── PROVIDED DATA
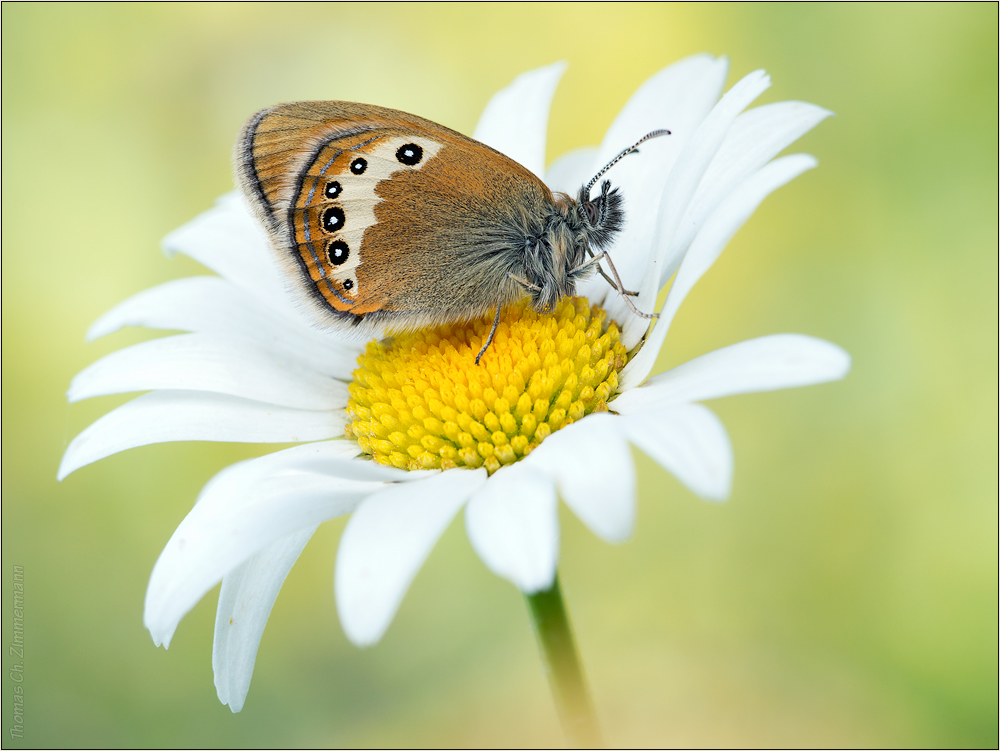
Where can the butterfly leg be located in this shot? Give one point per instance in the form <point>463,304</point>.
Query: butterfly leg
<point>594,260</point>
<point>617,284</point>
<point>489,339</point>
────
── PROVIDED DATA
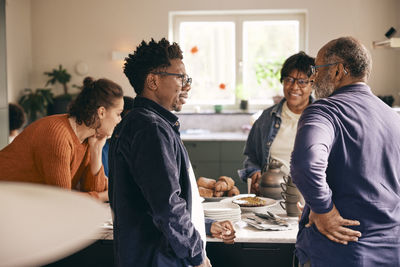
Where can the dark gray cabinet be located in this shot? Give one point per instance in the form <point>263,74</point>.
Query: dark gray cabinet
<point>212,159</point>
────
◆ **WORK REQUEST**
Only lines holding the word "Where" are wanted; copy each one from the listing.

◆ **TASK RESPONSE**
Where can the butterfly leg be located in this shot? Give one point per instance in the form <point>463,304</point>.
Where can the dark gray cabinet be located in this shot? Give one point per instance in the form <point>263,74</point>.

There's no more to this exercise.